- [REQUIREMENTS] Reproduce verbatim the lines from the one containing "of the jagged" through the end of the records, including both ends.

━━━━━━━━━━

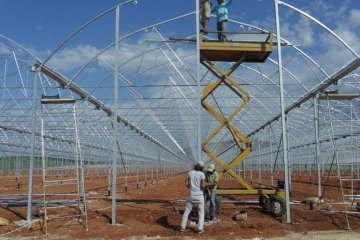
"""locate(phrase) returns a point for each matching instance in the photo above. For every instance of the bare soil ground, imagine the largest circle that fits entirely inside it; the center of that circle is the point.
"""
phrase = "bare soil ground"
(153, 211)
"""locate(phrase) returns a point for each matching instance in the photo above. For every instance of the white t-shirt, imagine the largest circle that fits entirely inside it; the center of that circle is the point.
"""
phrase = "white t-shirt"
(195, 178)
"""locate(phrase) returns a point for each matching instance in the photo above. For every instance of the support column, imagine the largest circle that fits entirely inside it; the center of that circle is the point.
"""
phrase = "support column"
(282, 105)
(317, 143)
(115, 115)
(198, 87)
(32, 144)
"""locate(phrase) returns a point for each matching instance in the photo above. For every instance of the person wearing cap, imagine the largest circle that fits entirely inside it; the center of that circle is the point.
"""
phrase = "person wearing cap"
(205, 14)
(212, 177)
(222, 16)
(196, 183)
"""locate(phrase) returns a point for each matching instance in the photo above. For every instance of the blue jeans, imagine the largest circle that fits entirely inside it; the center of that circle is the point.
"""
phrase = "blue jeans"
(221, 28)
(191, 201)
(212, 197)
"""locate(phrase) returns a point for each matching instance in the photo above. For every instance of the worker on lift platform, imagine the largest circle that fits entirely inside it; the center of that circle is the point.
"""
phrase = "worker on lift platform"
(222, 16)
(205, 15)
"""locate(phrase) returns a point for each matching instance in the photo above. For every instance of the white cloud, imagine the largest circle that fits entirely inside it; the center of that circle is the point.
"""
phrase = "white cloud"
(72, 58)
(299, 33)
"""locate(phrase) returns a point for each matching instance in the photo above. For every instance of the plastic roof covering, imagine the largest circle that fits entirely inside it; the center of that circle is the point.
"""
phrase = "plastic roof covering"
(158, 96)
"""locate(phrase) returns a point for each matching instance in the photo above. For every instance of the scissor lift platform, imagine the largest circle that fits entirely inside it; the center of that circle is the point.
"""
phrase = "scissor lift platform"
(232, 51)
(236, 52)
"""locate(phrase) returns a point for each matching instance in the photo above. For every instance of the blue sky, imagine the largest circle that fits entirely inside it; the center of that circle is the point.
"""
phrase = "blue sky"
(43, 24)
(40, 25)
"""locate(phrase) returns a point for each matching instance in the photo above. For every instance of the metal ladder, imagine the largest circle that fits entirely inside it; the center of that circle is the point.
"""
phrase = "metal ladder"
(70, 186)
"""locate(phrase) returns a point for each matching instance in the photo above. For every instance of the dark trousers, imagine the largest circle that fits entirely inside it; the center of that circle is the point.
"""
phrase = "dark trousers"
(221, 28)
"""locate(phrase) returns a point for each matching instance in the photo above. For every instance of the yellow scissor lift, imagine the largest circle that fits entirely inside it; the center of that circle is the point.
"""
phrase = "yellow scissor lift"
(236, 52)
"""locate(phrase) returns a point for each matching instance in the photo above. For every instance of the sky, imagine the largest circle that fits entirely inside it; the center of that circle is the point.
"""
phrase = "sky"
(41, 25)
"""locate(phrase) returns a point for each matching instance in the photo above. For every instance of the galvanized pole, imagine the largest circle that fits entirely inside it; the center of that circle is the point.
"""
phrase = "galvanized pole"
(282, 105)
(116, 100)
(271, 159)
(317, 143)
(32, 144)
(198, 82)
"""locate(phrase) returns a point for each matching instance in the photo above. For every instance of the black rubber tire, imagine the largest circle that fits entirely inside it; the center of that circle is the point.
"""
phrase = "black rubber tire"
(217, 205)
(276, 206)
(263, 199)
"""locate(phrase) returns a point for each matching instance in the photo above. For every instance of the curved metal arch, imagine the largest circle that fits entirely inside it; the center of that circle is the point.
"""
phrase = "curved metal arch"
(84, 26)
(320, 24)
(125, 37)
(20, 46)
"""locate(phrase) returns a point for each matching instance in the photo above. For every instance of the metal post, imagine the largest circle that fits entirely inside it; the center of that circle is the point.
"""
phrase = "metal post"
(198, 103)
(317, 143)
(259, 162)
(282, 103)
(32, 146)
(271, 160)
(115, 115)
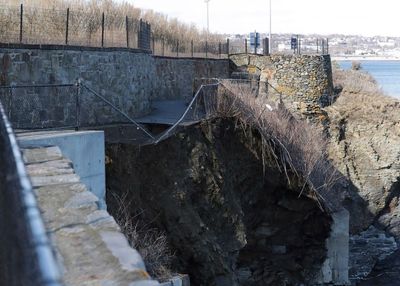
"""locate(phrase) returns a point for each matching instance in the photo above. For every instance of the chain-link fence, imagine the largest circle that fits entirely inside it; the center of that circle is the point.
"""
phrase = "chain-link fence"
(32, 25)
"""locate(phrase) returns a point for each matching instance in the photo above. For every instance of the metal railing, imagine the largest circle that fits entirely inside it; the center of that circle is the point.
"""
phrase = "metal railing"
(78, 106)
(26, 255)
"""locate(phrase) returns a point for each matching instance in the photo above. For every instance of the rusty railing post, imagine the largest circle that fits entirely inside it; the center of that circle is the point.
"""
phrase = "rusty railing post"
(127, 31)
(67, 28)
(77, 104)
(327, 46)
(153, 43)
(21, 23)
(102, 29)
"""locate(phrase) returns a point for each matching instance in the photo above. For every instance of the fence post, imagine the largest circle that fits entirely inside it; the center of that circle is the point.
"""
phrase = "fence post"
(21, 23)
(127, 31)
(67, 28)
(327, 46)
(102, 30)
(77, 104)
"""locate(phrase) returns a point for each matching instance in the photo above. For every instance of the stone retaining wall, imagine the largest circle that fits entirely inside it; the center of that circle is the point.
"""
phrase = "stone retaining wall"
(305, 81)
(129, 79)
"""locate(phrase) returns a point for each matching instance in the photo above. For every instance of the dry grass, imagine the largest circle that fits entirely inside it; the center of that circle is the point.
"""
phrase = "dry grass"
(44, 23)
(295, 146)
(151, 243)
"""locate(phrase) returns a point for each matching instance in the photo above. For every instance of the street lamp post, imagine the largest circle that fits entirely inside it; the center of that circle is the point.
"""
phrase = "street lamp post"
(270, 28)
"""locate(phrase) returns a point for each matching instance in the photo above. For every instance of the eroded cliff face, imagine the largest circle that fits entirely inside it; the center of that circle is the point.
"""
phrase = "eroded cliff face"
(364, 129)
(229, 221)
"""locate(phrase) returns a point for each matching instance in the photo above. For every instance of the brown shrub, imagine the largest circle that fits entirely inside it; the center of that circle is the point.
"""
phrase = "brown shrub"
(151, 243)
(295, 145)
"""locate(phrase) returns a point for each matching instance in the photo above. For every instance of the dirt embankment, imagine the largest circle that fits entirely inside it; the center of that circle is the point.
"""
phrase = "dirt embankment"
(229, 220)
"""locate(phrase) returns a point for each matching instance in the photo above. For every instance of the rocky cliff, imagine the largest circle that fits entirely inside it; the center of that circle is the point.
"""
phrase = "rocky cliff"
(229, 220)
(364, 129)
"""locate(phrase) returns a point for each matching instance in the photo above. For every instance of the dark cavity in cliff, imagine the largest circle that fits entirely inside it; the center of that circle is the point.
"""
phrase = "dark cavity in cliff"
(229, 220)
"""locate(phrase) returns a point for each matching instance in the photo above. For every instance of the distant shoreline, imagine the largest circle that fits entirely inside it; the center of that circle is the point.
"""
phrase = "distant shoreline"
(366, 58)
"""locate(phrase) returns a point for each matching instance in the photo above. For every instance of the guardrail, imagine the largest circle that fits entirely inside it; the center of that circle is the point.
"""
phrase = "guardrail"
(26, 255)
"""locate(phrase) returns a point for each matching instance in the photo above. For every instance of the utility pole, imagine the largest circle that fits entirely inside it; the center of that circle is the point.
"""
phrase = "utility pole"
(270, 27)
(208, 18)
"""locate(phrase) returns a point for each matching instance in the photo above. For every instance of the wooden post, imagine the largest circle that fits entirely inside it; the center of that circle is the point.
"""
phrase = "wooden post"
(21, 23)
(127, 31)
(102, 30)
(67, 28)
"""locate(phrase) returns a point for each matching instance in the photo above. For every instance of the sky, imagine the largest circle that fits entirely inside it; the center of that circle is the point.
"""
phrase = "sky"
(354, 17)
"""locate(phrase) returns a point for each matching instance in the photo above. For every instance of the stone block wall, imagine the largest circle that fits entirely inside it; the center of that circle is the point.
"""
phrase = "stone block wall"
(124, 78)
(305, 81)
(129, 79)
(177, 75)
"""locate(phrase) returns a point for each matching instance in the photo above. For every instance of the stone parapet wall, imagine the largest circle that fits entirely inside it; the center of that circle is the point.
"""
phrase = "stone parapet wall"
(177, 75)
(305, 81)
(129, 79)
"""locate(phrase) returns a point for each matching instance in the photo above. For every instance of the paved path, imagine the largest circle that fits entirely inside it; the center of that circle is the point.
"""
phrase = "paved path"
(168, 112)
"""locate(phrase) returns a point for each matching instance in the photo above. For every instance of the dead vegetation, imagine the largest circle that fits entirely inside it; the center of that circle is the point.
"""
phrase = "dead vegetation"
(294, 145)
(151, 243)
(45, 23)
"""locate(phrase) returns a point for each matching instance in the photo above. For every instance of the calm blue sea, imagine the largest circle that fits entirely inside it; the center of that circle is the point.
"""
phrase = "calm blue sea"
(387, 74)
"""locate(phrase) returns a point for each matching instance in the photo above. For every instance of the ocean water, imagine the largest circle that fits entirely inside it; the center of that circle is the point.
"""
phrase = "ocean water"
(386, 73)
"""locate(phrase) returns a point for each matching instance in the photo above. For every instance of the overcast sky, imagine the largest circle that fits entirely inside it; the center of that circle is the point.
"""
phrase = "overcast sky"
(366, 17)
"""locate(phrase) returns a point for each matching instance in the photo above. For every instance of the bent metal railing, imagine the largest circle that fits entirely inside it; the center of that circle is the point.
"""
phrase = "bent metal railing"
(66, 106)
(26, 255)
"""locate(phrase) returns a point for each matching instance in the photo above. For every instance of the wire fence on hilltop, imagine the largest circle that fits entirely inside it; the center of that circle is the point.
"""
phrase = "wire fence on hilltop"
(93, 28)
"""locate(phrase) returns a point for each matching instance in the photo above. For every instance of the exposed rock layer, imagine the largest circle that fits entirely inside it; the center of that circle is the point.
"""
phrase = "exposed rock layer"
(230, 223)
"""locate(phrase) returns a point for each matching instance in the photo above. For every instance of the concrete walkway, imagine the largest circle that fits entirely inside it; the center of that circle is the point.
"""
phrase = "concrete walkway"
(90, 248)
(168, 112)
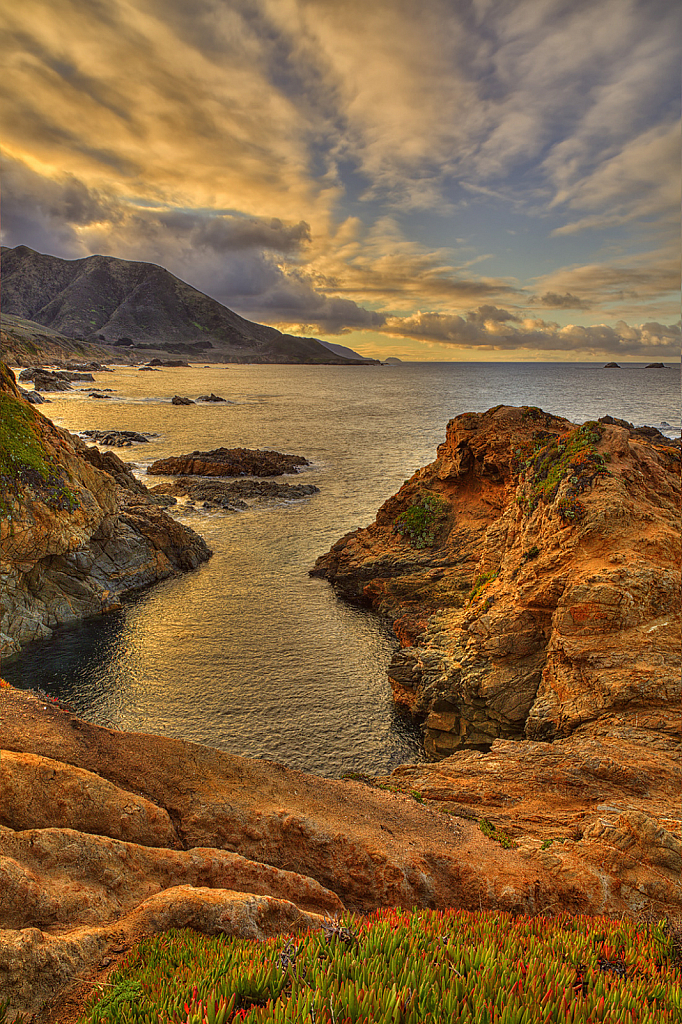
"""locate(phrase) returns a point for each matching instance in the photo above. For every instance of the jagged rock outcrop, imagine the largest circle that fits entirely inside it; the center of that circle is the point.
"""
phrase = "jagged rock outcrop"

━━━━━━━━━━

- [THE RESPONSE]
"""locate(phrase) returns a point for each matching instance in the photo above. For every instance of the jagged rock outcrop, imagine the largest circle that fits entirely inside it; the center of that circle is the point.
"""
phrase = "jagged rock outcrop"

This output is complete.